*** Opening of Supplied records ***
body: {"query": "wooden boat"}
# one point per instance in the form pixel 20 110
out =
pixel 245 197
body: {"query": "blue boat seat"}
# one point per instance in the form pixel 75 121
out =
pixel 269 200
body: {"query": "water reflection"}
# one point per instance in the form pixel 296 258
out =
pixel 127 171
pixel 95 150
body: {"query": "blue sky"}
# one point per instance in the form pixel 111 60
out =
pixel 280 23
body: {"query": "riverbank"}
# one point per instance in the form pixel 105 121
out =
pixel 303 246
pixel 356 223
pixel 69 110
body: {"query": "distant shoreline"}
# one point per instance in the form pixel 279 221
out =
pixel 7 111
*** Close of Supplied records ***
*** Opening of Supplied records ***
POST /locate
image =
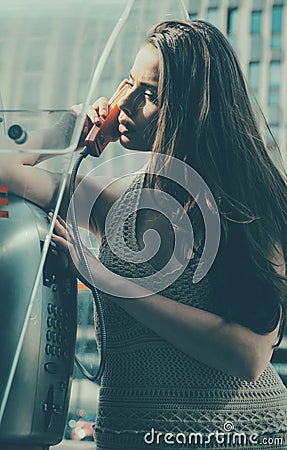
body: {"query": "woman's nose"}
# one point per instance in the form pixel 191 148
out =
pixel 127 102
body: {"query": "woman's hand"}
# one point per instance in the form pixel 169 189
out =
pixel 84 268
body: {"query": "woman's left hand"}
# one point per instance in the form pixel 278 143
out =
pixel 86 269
*** Close of Supplied records ***
Would you please return all lines of the data that include the word "body"?

body: {"query": "wooden boat"}
body: {"query": "blue boat seat"}
body: {"query": "water reflection"}
body: {"query": "blue sky"}
body: {"query": "riverbank"}
body: {"query": "distant shoreline"}
body: {"query": "woman's nose"}
body: {"query": "woman's hand"}
body: {"query": "woman's left hand"}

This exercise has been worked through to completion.